Task directions. Copy each line exactly. Leave nothing out.

Point annotation records.
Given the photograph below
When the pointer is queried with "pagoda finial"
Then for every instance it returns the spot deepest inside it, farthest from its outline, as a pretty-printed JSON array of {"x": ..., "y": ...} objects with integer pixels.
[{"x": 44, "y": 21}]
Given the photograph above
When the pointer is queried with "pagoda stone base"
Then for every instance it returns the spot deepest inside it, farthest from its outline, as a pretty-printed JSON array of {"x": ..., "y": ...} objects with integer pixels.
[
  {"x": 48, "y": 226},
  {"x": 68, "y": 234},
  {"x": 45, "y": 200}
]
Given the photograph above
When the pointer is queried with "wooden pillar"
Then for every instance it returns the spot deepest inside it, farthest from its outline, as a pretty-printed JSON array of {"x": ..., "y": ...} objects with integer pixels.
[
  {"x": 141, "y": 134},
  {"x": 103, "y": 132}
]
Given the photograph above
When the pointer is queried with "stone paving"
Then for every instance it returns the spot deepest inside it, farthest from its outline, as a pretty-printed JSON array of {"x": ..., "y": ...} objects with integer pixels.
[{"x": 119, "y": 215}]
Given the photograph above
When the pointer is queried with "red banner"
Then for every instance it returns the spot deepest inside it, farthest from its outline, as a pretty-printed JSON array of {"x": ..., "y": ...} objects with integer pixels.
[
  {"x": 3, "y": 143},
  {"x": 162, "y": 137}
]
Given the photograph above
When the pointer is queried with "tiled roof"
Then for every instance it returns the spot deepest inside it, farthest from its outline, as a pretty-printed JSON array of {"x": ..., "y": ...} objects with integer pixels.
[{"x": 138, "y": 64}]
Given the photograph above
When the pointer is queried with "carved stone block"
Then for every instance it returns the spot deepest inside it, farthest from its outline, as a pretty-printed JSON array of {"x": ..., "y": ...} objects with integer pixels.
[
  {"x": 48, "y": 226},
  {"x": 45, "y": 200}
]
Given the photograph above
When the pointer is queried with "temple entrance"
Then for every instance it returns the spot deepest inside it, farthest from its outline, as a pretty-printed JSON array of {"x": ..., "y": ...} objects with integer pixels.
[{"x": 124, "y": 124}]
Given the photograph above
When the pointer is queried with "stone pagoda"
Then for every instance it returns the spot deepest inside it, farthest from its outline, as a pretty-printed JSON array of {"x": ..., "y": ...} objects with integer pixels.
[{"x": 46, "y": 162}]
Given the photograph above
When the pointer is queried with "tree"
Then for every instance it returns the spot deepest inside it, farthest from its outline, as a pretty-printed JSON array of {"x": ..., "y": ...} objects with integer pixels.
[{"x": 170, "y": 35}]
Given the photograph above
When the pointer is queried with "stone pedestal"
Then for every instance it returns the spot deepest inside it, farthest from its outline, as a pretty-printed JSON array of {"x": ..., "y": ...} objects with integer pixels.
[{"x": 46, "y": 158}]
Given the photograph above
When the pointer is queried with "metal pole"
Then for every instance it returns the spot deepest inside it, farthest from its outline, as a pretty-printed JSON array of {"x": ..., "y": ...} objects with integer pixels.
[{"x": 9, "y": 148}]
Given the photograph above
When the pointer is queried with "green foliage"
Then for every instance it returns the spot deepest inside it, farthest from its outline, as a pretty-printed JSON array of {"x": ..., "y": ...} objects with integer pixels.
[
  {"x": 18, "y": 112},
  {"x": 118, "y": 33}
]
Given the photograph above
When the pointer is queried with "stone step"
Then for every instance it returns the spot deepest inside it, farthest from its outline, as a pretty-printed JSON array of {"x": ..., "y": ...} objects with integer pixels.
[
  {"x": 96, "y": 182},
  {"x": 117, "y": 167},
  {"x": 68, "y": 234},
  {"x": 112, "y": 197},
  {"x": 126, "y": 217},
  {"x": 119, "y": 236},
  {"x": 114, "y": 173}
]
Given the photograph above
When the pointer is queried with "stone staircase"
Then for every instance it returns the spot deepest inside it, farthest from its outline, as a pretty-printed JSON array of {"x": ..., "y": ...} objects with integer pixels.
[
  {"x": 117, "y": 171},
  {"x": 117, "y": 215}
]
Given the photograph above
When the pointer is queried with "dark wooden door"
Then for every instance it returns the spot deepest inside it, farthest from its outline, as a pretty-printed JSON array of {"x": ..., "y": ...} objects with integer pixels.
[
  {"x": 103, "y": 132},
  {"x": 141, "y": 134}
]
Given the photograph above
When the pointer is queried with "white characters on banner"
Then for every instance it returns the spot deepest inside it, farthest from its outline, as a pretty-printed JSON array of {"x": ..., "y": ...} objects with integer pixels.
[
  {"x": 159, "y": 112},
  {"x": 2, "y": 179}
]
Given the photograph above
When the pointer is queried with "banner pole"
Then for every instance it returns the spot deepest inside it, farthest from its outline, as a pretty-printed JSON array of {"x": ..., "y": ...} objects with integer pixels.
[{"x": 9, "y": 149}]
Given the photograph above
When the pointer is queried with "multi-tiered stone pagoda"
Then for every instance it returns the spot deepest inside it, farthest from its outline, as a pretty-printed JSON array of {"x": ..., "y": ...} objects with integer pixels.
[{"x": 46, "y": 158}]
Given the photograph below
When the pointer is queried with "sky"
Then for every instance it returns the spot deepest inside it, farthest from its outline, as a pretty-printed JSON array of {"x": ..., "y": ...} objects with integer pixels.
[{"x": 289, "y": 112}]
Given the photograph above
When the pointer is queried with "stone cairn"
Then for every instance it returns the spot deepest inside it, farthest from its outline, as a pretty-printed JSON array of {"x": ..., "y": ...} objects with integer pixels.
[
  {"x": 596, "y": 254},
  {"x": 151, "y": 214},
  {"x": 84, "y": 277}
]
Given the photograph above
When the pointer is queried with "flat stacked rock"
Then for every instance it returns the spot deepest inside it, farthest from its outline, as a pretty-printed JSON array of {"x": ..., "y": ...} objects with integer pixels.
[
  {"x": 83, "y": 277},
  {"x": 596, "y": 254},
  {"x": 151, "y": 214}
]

Solution to the exercise.
Given the photograph below
When the pointer is queried with "pagoda finial"
Then for every instance it returns the spot deepest inside it, farthest from its outline, as a pretty-printed JSON array of {"x": ..., "y": ...} objects with integer pixels.
[{"x": 44, "y": 21}]
Given the photograph above
When the pointer is queried with "pagoda stone base"
Then for every instance it returns the spot deepest inside it, farthest from its outline, as a pretty-printed JSON array of {"x": ..., "y": ...} objects with integer pixels.
[
  {"x": 48, "y": 226},
  {"x": 68, "y": 234},
  {"x": 45, "y": 200}
]
Given the photograph above
When the pointer is queried with "wooden pillar"
Then for every instance it returns the spot deepest inside it, farthest from its outline, as a pretty-printed JSON array of {"x": ..., "y": ...} objects with integer pixels.
[
  {"x": 141, "y": 134},
  {"x": 103, "y": 132}
]
Given the photograph above
When the pointer is queried with "stone paving"
Then for every instance it returns the spot deepest inside it, farthest from its outline, as a pretty-printed JSON array of {"x": ..., "y": ...} objects with integer pixels.
[{"x": 119, "y": 215}]
Given the photograph above
When the pointer is queried with "red banner"
Then for every instance it returns the spot deepest inside it, farthest from its outline, as a pretty-printed JSON array of {"x": ..., "y": ...} objects with integer pixels.
[
  {"x": 3, "y": 143},
  {"x": 162, "y": 137}
]
Given the photograph above
When the pointer is queried with "tiled roof"
Then for every instance it returns the spot deepest inside it, farthest from its outline, as a pretty-printed JSON array of {"x": ..., "y": ...} objects with integer pixels.
[{"x": 138, "y": 64}]
Given the photograph above
When the pointer is queried with "carved stone block"
Then for every instance it returns the spot deepest inside it, farthest from its outline, as a pretty-printed JSON array of {"x": ..., "y": ...} objects with integer pixels.
[
  {"x": 48, "y": 226},
  {"x": 45, "y": 200}
]
Given the photograph above
When the pointer is queried with "temple entrance"
Then for every instance it returns the spot deepest inside it, farthest from its outline, as a pretty-printed JSON array of {"x": ..., "y": ...} objects with integer pixels.
[{"x": 124, "y": 124}]
Given the photograph above
When the pointer is queried with "stone pagoda"
Then for every instance it returns the spot deepest inside it, farthest from its outline, as a pretty-printed JSON array of {"x": ..., "y": ...} objects with integer pixels.
[{"x": 46, "y": 162}]
Given the photograph above
When the pointer is queried with "tree"
Then for every instance it returns the spot deepest inside it, farthest from its outline, as a pretty-printed JSON array of {"x": ..., "y": ...} objects with integer pixels.
[{"x": 170, "y": 35}]
Given the photograph above
When the pointer is queried with "stone pedestal"
Then for every instance it returns the spot deepest inside it, farthest from its outline, as a pretty-printed JSON array of {"x": ..., "y": ...} objects with integer pixels.
[{"x": 46, "y": 158}]
Given the photograph above
When the pointer is queried with "metal pole"
Then for every instance it returns the spot deepest inside it, farthest from its outline, as a pretty-printed JSON array of {"x": ..., "y": ...} objects with integer pixels.
[{"x": 9, "y": 148}]
Given the photograph above
When the pointer is queried with "green foliage"
Then for every instance it returns the spot deepest inside it, farthest from its outline, as a pretty-printed JSON array of {"x": ..., "y": ...} objects with integer pixels.
[
  {"x": 18, "y": 112},
  {"x": 118, "y": 33}
]
Given the photograph above
When the pointer is queried with "stone step"
Then for every instance it returns the spot deepest inside it, farthest from its outline, as a pretty-printed JSON array of {"x": ..., "y": ...} objects with integer pixels.
[
  {"x": 96, "y": 182},
  {"x": 117, "y": 167},
  {"x": 68, "y": 234},
  {"x": 112, "y": 197},
  {"x": 126, "y": 217},
  {"x": 119, "y": 236},
  {"x": 114, "y": 173}
]
Given the photograph above
When the pointer is queried with "stone staircase"
Then for every instance it returns the spot deepest inside it, farthest from its outline, as a pretty-printed JSON array of {"x": ..., "y": ...} objects with integer pixels.
[
  {"x": 117, "y": 171},
  {"x": 117, "y": 215}
]
Given the photograph above
When the pointer is queried with "dark wooden door"
Then for every instance it returns the spot deepest inside it, farthest from its outline, as a pretty-printed JSON array of {"x": ..., "y": ...} objects with integer pixels.
[
  {"x": 103, "y": 132},
  {"x": 141, "y": 134}
]
Given the photograph above
When the pointer is queried with "white characters on banner"
Then for every instance it returns the spot deepest inside it, farthest from its outline, as a pretty-printed JSON array of {"x": ..., "y": ...} objects with integer pixels.
[
  {"x": 159, "y": 112},
  {"x": 2, "y": 179}
]
Given the photograph above
When the pointer is queried with "banner pole"
Then for every instance it returns the spot deepest inside it, farthest from its outline, as a pretty-printed JSON array of {"x": ..., "y": ...} objects with integer pixels.
[{"x": 9, "y": 149}]
Given the photograph above
When the pointer is queried with "multi-tiered stone pagoda"
Then for every instance it returns the spot deepest inside it, farthest from its outline, as a pretty-printed JSON array of {"x": ..., "y": ...} objects with integer pixels.
[{"x": 46, "y": 158}]
Given the photograph below
When the pointer is queried with "sky"
Then for every instance it returns the spot deepest inside it, farthest from its outline, as a pretty-printed JSON array of {"x": ..., "y": ...} objects with integer pixels.
[{"x": 289, "y": 112}]
Given the photograph above
When the pointer is queried with "stone cairn"
Then for every instance it returns the spot deepest inside it, farthest from its outline, as a pretty-printed JSON array of {"x": ..., "y": ...} objects with integer pixels.
[
  {"x": 596, "y": 254},
  {"x": 151, "y": 214},
  {"x": 84, "y": 277}
]
Given the photograph above
When the pointer is queried with "flat stacked rock"
Then for every instance it returns the spot deepest inside it, farthest from its outline, as a pretty-printed JSON array of {"x": ..., "y": ...} objects with integer pixels.
[
  {"x": 83, "y": 277},
  {"x": 596, "y": 254},
  {"x": 151, "y": 214}
]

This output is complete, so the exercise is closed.